Position annotation items
Start

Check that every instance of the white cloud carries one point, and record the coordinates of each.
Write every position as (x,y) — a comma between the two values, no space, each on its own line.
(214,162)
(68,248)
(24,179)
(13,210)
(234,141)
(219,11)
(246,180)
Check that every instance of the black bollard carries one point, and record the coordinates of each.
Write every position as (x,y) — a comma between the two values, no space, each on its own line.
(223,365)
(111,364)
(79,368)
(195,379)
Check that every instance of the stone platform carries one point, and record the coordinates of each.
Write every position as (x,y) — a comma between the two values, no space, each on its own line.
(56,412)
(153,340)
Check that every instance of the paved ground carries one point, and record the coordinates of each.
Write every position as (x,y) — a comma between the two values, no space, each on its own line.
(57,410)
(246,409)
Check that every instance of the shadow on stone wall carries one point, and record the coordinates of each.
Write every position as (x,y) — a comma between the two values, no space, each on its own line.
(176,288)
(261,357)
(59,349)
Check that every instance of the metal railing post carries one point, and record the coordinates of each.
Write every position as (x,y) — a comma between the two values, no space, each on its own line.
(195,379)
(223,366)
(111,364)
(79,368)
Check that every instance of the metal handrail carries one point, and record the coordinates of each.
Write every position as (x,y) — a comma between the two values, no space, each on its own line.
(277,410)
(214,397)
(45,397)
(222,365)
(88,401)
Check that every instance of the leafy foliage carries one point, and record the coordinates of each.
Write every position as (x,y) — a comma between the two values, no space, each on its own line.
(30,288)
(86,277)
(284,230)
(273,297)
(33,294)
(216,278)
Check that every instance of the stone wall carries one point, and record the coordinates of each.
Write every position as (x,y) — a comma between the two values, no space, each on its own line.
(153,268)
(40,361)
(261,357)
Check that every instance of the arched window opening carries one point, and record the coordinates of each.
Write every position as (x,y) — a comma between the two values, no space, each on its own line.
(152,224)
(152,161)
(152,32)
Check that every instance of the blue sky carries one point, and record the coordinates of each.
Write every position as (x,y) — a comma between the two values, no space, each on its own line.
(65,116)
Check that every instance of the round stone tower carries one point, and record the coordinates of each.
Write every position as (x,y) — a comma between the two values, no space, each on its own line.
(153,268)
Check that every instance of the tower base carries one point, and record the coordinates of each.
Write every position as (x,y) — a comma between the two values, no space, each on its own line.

End

Copy word for word the lines starting at the one that contains "Check that every instance of the tower" and ending with the last line of the items.

*Task answer*:
Check that every instance of the tower base carries one point, and record the coordinates of each.
Write every position as (x,y) — a comma between the two values, no space, each on its own line.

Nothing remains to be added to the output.